Exercise instructions:
All lines from the one containing "Target: scattered shell" through the end of the data below must be reproduced exactly, and no others.

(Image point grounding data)
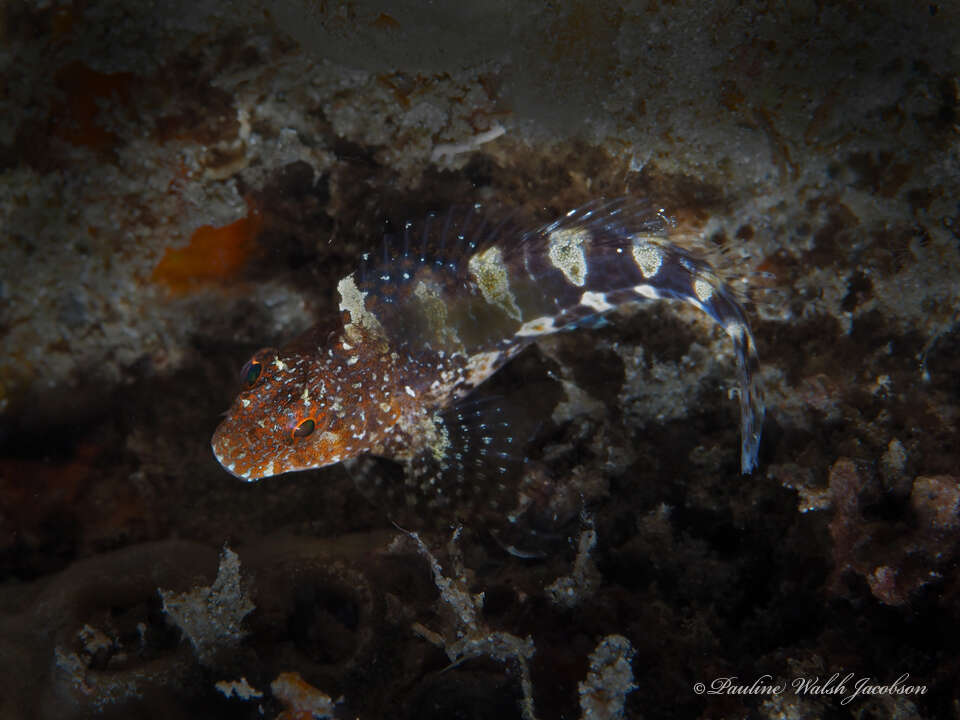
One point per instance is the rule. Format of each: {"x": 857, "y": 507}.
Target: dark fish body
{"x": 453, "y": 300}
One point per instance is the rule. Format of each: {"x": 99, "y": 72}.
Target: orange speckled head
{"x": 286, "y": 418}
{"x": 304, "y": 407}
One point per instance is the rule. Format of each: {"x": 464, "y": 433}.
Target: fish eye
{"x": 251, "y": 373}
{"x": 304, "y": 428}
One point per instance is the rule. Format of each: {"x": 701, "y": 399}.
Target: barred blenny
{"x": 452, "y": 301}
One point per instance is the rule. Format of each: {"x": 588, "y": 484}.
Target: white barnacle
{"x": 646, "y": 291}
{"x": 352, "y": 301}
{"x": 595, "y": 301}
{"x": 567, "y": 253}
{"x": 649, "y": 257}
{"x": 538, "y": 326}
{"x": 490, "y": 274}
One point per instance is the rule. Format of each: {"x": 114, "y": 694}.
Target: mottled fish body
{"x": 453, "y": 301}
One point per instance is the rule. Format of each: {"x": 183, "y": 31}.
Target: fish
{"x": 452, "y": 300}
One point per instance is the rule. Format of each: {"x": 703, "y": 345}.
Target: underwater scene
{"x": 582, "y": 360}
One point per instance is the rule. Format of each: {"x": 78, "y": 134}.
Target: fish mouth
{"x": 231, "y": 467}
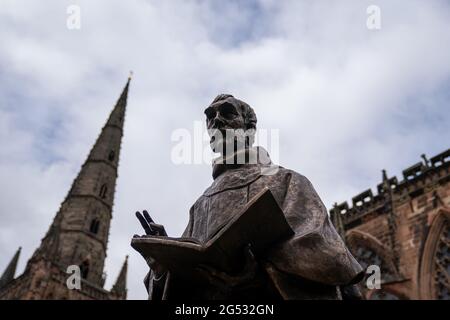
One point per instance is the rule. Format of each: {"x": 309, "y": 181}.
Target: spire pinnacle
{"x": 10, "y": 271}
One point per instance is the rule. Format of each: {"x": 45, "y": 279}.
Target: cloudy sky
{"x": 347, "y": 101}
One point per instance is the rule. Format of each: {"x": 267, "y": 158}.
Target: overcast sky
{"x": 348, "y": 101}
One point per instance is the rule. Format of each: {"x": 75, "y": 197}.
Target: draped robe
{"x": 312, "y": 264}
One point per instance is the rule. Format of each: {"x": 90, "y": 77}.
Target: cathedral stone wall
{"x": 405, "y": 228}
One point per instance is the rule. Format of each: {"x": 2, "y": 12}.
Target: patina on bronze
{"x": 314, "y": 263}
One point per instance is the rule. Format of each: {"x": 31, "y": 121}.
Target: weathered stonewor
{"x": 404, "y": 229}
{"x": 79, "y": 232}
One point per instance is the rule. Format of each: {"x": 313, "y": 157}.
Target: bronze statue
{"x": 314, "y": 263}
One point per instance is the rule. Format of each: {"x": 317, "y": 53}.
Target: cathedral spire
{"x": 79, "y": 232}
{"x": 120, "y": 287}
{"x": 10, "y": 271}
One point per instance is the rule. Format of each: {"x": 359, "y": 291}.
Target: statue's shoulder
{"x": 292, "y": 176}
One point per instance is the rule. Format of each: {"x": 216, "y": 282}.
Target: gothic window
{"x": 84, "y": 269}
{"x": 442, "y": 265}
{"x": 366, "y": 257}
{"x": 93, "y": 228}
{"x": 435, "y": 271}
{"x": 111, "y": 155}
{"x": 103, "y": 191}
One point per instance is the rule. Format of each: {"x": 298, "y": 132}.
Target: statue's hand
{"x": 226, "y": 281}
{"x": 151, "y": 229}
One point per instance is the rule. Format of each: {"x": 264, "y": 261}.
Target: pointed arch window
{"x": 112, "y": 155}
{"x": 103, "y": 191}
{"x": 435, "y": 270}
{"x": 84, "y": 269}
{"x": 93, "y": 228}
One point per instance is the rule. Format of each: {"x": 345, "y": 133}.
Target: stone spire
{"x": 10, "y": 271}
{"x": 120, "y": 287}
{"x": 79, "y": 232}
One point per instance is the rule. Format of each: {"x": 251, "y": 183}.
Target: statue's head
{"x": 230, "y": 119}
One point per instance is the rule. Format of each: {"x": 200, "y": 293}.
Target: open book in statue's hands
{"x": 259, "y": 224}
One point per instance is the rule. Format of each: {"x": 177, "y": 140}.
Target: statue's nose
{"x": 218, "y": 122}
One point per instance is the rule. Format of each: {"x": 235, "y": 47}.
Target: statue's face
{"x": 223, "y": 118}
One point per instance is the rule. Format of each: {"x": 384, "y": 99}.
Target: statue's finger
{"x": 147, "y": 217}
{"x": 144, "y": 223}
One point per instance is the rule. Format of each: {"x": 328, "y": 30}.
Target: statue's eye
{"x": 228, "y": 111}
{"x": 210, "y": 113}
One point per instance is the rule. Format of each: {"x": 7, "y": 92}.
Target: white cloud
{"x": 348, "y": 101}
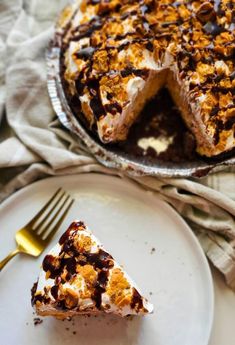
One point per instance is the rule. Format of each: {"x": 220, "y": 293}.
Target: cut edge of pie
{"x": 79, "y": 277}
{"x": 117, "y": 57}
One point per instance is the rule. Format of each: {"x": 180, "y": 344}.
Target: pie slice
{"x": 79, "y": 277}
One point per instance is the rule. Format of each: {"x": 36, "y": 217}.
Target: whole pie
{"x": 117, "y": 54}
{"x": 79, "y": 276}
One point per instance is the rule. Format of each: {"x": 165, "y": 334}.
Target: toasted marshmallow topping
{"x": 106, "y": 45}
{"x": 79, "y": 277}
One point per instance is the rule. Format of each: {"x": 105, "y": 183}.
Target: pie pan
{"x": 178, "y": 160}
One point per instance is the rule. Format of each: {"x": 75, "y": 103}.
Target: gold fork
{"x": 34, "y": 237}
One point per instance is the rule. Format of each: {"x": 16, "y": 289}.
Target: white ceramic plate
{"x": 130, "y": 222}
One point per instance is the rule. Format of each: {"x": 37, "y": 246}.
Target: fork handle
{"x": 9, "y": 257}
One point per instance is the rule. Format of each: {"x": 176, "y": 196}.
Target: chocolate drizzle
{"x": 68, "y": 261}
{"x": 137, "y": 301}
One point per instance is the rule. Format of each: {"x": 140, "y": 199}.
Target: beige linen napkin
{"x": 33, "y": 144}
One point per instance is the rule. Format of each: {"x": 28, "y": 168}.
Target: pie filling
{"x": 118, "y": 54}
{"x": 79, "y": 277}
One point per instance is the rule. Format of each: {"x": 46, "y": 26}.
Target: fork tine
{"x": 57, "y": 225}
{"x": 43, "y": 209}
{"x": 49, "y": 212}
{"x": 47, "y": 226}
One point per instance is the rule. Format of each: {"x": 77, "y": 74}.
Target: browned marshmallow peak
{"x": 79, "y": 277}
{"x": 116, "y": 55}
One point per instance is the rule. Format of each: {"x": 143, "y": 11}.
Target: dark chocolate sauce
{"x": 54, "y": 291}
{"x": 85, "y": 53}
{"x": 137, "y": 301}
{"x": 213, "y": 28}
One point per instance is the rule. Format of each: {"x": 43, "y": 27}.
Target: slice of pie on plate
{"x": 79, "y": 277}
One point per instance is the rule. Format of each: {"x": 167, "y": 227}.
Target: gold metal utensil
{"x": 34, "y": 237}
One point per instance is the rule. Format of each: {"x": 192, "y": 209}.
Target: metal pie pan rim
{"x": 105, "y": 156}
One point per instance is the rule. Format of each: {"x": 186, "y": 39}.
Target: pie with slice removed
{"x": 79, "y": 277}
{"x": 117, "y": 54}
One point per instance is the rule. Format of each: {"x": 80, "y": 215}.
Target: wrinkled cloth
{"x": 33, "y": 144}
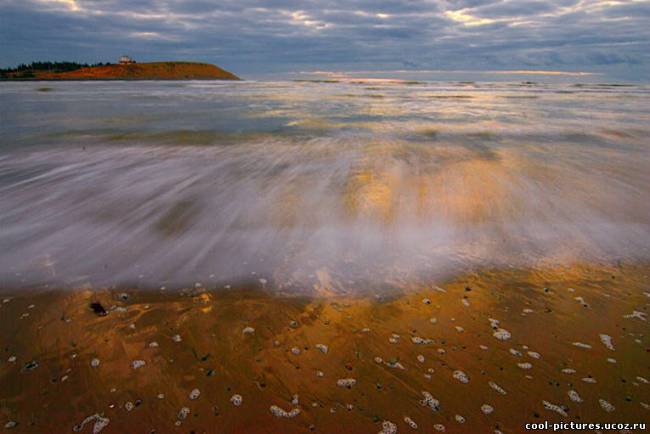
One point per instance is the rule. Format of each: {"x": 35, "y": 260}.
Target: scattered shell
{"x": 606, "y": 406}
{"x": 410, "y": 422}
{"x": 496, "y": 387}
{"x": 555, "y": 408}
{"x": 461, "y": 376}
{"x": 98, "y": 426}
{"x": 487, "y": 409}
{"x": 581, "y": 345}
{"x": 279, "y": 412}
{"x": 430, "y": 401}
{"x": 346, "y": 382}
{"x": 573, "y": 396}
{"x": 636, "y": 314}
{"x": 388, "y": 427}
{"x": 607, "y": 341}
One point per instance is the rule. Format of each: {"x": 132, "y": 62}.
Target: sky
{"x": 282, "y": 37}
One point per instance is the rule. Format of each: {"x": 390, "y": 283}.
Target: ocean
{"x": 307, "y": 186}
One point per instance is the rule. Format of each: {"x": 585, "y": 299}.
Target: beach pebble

Solved problem:
Target: scattered shell
{"x": 606, "y": 406}
{"x": 410, "y": 422}
{"x": 496, "y": 387}
{"x": 555, "y": 408}
{"x": 461, "y": 376}
{"x": 98, "y": 426}
{"x": 487, "y": 409}
{"x": 581, "y": 345}
{"x": 279, "y": 412}
{"x": 430, "y": 401}
{"x": 346, "y": 382}
{"x": 573, "y": 396}
{"x": 636, "y": 314}
{"x": 388, "y": 427}
{"x": 607, "y": 341}
One point per instance is the rule. Format of each: {"x": 132, "y": 62}.
Target: sky
{"x": 282, "y": 37}
One point per instance is the rule. Format of each: {"x": 390, "y": 283}.
Target: ocean
{"x": 307, "y": 186}
One point per instance is the rule. Format of each: {"x": 585, "y": 299}.
Target: beach pebble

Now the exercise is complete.